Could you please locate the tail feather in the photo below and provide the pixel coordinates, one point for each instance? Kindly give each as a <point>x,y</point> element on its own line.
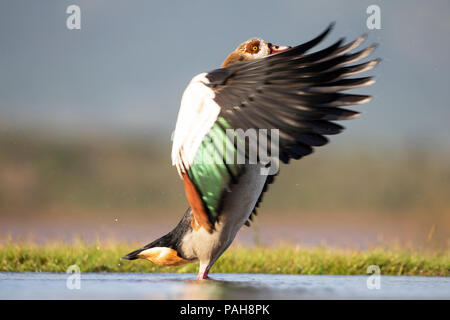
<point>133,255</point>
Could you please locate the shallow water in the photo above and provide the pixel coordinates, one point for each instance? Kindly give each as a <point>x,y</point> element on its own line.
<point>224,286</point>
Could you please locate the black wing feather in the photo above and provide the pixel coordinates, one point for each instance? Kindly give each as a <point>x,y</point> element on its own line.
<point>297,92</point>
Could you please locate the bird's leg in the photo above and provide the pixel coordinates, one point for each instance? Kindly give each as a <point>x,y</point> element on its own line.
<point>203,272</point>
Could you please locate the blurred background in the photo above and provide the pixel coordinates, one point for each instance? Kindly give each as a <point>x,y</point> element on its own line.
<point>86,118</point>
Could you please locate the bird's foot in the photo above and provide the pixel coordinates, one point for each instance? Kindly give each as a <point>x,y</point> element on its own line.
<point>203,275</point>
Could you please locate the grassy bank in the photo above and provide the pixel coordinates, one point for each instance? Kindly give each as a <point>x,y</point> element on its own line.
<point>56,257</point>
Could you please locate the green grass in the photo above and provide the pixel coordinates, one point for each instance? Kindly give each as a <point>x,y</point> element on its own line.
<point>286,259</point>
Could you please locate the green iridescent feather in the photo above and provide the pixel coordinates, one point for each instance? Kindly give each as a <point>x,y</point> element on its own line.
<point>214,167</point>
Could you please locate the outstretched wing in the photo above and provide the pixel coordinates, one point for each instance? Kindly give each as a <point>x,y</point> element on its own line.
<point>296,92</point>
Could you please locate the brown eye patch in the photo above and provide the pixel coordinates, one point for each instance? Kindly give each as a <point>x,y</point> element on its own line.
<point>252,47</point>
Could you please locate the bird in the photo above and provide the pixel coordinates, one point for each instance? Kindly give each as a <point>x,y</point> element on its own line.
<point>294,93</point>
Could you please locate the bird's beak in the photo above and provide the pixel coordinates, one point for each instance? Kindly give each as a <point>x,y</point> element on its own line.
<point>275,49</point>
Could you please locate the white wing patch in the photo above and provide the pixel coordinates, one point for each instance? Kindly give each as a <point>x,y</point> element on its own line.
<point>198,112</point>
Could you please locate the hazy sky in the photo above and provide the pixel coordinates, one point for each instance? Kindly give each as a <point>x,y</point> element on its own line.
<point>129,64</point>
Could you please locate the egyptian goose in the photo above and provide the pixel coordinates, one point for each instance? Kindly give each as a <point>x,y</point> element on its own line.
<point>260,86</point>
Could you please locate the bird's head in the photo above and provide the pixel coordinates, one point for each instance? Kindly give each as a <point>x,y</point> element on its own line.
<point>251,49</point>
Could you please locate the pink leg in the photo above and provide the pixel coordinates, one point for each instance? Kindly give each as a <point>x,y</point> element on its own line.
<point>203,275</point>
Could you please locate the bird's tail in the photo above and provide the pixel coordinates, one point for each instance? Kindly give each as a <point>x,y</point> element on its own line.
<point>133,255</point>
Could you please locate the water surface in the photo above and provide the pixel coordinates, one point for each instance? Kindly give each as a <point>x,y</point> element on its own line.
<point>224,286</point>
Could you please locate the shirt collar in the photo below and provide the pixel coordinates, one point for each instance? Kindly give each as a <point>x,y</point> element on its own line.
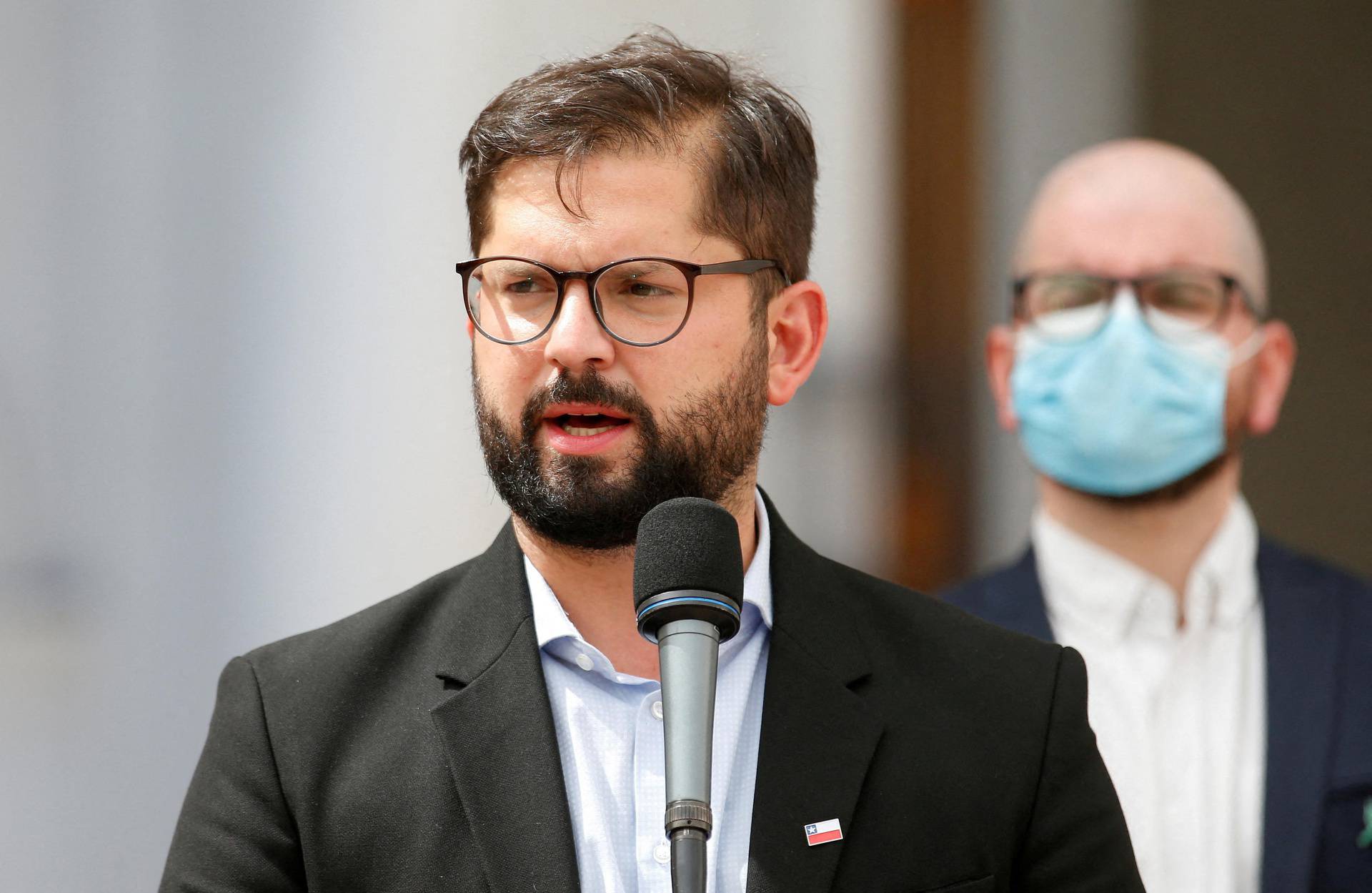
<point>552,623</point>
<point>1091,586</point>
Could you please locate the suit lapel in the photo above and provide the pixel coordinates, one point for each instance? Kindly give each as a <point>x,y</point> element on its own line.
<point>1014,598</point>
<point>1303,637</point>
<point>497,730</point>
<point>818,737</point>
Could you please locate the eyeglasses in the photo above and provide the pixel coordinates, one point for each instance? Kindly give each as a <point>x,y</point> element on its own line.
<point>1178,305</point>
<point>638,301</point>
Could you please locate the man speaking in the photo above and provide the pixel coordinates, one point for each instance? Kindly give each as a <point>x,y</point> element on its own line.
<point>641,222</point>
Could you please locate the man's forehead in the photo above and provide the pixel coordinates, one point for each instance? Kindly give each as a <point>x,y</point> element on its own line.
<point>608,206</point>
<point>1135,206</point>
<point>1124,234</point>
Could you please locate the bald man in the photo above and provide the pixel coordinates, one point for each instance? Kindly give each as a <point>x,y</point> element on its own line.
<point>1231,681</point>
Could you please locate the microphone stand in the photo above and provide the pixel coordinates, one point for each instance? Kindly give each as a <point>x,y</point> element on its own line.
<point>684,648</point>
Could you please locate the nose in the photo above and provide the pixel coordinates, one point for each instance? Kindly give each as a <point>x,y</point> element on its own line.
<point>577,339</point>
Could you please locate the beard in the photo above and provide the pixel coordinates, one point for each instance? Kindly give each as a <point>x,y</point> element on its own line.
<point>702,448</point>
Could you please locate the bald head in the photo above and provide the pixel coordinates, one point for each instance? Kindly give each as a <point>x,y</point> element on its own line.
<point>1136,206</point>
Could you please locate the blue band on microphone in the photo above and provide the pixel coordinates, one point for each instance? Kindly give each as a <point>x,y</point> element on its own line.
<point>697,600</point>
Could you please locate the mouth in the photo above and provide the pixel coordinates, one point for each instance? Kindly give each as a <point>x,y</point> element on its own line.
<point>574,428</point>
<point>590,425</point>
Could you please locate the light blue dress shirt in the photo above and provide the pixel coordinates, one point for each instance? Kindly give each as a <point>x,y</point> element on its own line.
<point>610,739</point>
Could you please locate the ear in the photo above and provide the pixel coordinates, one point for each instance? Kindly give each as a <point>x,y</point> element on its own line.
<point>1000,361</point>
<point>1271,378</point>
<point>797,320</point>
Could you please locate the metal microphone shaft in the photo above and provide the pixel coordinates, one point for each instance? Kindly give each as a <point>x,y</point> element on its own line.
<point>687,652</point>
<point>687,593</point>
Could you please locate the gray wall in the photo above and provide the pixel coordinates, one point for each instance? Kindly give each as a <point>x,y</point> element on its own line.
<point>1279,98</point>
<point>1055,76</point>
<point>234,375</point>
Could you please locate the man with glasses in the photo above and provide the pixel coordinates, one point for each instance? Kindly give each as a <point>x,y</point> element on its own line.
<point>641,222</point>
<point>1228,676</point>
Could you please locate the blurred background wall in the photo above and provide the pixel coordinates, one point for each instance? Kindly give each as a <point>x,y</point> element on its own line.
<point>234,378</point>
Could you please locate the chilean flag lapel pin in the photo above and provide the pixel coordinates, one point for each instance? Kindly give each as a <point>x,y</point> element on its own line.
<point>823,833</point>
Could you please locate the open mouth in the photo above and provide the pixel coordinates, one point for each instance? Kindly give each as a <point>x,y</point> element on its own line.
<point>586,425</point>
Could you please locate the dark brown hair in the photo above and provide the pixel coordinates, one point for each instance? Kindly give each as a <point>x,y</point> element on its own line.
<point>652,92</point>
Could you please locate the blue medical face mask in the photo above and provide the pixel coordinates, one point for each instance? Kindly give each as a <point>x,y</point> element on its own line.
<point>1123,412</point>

§ §

* What is expected *
Reproduce, word for word, only the lines from the one that contains "Could you please locate the blurred background wall" through the final line.

* Result of the task *
Could you please locate the blurred background wall in the photo above and provide the pixel coordinates, one point for each instance? Kindly give each as a <point>x,y</point> element on its own line.
<point>234,378</point>
Could you please locate the chilean flag lapel pin in the photo above and provide the pixel coordinates, one point for each instance? Kindly give each as a <point>x,y</point> element on its own line.
<point>823,833</point>
Could you please locate the open mouth in the photo above and provide the pixel coordinates, one point for each instance? Kindly give each as a <point>x,y</point> element on its own line.
<point>586,425</point>
Could you please locate the dark brown hair in the photo above and provide the pixel coordinates, one point for each instance? Kindly give each as a <point>x,y</point> element on its own line.
<point>652,92</point>
Could you please locate the blue medical face mask in the photo above and provide the pixel coordinates, one point for each instance? Kindly give each as a <point>x,y</point> element on its own line.
<point>1123,412</point>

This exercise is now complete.